> **Page extract**
==================================================
Yesterday while at Duke, one of the nurses told me, how she`d go scuba diving only if she had been diagnosed with something like I have. It`s on her bucket list. I say, life is a death sentence. If you are waiting to live until you`re dying, God gave you the green light the day you were born. Live. Jesus came that we might live life to the fullest. Check it out John chapter ten. It`s good stuff.
Jerry Clower often said, ``never listen to the facts. If David had of listened to the facts, he never would have fought Goliath.`` For believers, those are great words to live by. Faith trumps facts, but to know that, you need to know the facts. At least then you`ll know how big the miracle is. Some atheist like to say, `` never let the facts get in the way of a good story.``I couldn`t agree more.
On September the 12, at my first consultation with a neurosurgeon, I was told 60% debunking of my tumor was the best I could hope for. Never let the facts get in the way of hope. They promised me a spinal drain and a skin graph. I knew the facts. I just wasn`t listening. Like many of you, I was praying too hard to listen.
==================================================
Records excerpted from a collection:

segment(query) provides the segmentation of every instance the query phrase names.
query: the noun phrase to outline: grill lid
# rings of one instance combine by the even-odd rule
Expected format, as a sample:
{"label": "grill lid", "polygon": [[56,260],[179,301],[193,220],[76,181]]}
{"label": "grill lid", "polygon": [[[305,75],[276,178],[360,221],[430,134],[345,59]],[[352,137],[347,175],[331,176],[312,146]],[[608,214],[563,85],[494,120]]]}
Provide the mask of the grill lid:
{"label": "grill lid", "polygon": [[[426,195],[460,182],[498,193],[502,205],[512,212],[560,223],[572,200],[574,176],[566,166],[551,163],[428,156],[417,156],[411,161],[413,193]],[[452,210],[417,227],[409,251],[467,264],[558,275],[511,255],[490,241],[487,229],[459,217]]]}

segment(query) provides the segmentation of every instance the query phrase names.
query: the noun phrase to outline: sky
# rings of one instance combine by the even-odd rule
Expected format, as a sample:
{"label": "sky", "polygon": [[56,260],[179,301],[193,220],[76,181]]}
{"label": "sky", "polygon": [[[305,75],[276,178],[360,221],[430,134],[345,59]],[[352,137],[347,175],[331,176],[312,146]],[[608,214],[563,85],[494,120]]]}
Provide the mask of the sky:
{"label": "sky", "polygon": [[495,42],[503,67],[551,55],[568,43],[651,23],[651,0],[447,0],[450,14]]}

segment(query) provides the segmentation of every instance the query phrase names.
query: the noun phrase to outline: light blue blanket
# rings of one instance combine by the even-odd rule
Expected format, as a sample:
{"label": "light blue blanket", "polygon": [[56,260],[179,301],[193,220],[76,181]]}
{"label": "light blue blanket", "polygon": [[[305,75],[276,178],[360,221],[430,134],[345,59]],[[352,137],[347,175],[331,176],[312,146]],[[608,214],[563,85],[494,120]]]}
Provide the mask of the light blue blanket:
==================================================
> **Tasks**
1. Apart from the reference to John chapter ten, which people and figures does the reflection on faith and illness mention by name?
2. In the reflection on faith and illness, on what date was the first consultation with a neurosurgeon?
3. Pick up the reflection on faith and illness after its final sentence and keep writing.
These records have nothing to do with the reflection on faith and illness.

> **Task-by-task outputs**
1. God, Jesus, Jerry Clower, David, Goliath

2. September 12

3.
While at Duke the past two days, Doctors removed crusting left over from the surgery. It was kind of like a cystoscoping the nose while you are awake. (I absolutely can`t wait to hear the the funny comments that are sure to come after that reference ) It hurt more than a little. It probably would have hurt worse except I was still on a high. Just moments before the procedure, I found out my entire tumor is gone. Doctors have been amazed at my recovery from the surgery. So far, the fact is they have been wrong about the facts and I`m not complaining. Praise God, I have had no spinal drain, no skin graft. Now, I have no tumor. It doesn`t surprise me. When people pray, God specializes in changing the facts. I had lots of prayer and covet them still. Yesterday`s second highlight was when my Doctor`s final words to me were, ``I`ll be praying for you.``Finding out I might be well enough to dive later this year had to be a close third.
I`m not out of the woods yet, but it is encouraging. The pathology came back as the mid grade chordoma. It could have been better but it could have been worse. Much worse.
In a few days, I`ll go to Boston for 8-1/2 weeks of daily treatments. The fact is, 51% of these tumors return after total resection. Radiation is the best prevention for regrowth. I`ll follow the Doctors orders because just one cell can cause the tumor to regrow. Periodically, I`ll be screened for cancer. I don`t think anyone would think me wise to quit now. Nobody would recommend a less aggressive treatment for this sickness. I sought the best doctors, and the best hospitals. How much sense would it make to miss appointments, skip medications, or ignore follow up treatment?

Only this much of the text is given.